======== PROVIDED RECORDS ========

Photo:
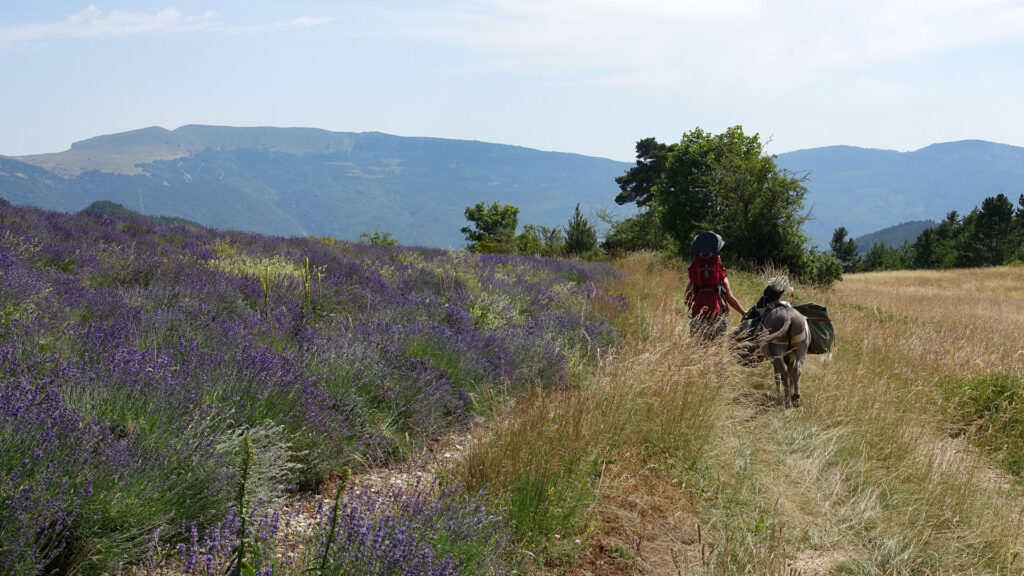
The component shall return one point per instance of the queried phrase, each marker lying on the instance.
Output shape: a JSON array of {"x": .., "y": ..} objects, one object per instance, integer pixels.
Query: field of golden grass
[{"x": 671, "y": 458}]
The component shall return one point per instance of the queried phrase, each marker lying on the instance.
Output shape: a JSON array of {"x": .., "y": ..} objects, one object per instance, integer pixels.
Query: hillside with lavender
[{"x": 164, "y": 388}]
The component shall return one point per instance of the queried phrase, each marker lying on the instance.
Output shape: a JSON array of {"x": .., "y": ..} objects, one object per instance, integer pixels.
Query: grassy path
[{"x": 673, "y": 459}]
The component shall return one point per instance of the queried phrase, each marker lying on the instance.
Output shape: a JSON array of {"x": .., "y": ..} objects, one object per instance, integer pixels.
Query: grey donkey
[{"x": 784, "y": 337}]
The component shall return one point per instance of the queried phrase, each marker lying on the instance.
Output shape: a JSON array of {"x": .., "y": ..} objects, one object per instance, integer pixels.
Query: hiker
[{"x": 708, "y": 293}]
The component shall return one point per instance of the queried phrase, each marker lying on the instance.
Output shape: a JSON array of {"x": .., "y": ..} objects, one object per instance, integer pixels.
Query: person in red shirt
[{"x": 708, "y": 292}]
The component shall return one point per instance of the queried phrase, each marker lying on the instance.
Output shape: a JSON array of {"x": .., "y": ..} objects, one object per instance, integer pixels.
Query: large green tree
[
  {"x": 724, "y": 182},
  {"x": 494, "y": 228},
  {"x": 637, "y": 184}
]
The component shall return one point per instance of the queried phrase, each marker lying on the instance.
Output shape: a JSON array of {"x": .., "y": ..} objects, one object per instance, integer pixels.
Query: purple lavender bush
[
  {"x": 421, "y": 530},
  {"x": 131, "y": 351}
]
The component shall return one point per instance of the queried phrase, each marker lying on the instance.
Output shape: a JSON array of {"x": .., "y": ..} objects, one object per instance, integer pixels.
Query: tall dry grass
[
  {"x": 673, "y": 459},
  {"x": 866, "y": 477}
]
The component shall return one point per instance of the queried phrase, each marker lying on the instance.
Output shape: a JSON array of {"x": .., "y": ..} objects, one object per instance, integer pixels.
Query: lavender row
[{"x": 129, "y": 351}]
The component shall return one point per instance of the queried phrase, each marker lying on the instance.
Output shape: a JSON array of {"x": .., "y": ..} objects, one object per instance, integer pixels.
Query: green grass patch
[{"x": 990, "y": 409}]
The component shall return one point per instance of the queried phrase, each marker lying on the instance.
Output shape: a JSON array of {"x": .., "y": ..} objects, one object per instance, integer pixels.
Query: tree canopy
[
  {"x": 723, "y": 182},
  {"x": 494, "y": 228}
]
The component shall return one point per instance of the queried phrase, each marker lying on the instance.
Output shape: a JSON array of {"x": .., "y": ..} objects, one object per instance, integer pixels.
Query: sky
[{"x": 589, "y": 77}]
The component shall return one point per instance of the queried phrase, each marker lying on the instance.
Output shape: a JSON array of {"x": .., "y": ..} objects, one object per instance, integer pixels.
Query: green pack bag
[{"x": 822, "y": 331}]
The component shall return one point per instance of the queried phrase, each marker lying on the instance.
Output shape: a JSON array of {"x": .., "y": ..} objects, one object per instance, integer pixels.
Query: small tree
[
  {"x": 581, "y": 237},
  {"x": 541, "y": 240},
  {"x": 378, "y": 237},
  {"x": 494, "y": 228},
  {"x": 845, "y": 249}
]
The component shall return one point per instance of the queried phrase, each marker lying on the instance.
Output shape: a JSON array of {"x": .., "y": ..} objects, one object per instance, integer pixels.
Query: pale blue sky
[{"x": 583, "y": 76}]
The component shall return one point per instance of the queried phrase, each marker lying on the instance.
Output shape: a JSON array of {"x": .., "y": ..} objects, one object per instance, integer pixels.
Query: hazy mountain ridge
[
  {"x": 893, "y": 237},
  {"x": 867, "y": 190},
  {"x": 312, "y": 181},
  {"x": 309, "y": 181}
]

========

When the line containing "Query: pale blue sky" is found in the records above, restate it and every later line word for word through the last one, and nothing more.

> _WRITTEN SOLUTION_
Query: pale blue sky
[{"x": 583, "y": 76}]
The component shall return one point per instance of the queried phrase, each marker lying on the instance.
Output shape: a JSON array of {"x": .., "y": ..} objects, one object per instance, integer pixels.
Query: hazy mountain ridge
[
  {"x": 893, "y": 237},
  {"x": 867, "y": 190},
  {"x": 312, "y": 181},
  {"x": 309, "y": 181}
]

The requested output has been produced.